• _Exercise aim_
Copy the lines that follow, keeping every character the same.

• _Material shown_
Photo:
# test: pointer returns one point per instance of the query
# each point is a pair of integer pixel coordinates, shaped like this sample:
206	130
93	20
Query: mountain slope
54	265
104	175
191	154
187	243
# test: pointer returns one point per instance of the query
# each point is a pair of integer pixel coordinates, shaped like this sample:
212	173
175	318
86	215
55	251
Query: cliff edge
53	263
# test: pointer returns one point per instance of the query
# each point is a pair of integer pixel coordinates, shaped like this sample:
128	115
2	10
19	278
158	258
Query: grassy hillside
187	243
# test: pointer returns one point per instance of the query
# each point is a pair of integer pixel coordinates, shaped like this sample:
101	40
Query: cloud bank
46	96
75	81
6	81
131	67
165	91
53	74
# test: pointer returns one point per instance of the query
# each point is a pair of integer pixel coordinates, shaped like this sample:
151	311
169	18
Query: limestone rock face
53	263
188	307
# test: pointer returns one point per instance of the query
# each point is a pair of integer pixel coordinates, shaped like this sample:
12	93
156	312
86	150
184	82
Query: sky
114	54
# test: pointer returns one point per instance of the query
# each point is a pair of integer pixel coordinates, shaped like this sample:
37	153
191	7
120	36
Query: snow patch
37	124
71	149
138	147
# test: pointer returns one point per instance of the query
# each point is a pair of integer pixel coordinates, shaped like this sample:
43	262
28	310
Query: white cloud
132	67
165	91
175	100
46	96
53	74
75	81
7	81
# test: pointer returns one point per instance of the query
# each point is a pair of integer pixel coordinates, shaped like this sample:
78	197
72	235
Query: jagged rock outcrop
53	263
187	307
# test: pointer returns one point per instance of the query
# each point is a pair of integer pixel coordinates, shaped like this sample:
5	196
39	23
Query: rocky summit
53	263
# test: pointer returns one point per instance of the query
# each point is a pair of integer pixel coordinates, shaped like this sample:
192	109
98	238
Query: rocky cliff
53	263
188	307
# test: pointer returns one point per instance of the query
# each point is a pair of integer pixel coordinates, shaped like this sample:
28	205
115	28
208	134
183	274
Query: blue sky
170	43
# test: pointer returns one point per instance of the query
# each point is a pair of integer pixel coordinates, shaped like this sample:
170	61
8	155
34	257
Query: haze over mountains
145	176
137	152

• _Answer for the task_
Photo:
# test: pointer returns one point per instance of the query
# each point is a pair of integer pixel coordinates, shaped like this sample:
206	130
93	20
Query: mountain slope
54	265
104	175
191	154
187	243
# test: pointer returns one point per instance of the query
# each point is a pair of integer pixel coordinates, shaped like this sample:
212	173
175	318
86	215
55	251
Query: cliff edge
53	263
# test: pointer returns one point per instance of the query
# each point is a pair of integer pixel coordinates, shaped like this sample:
128	115
2	10
19	278
158	258
Query: grassy hillside
187	243
# test: pointer returns one point per instance of the query
# each point is a pair of integer pixel coordinates, shaped like this sample:
101	40
Query: cloud bank
46	96
75	81
6	81
131	67
165	91
53	74
# test: pointer returns one point per instance of the query
# each point is a pair of integer pixel coordinates, shaped like this sample:
151	311
169	18
Query: limestone rock face
53	263
188	307
# test: pointer returns one point per instance of the query
# each point is a pair of integer pixel coordinates, shaped like this sample:
12	93
156	312
86	150
184	82
Query: sky
114	54
# test: pointer returns one point per instance of the query
# each point is a pair of integer pixel coordinates, shaped like this sample:
37	153
191	7
120	36
Query: snow patch
37	124
71	149
138	147
# test: pointer returns one point per instance of the query
# each point is a pair of integer pixel coordinates, shaped like this sample:
43	262
28	310
Query: white cloud
132	67
165	91
175	100
46	96
53	74
75	81
7	81
# test: pointer returns one point per instance of the query
# each point is a pair of integer pixel coordinates, shaped like this sample:
78	197
72	235
Query: jagged rock outcrop
53	263
187	307
# test: pointer returns one point per instance of the query
# each point is a pair of integer pixel coordinates, shaped like this sample:
5	196
39	23
Query: rocky summit
53	263
# test: pointer returns one point per instance of the query
# each point is a pair of integer pixel coordinates, shaped like this sample:
192	109
98	238
Query: rocky cliff
53	263
188	307
# test: pointer returns one point per instance of the query
# each point is a pair of integer pixel coordinates, shaped like this sample:
28	205
115	28
208	134
183	274
Query: blue sky
170	43
# test: pointer returns one point per instance of the query
# each point is a pair of integer pixel coordinates, shaped like this sample:
170	61
8	155
34	257
Query: haze over mountains
145	176
137	152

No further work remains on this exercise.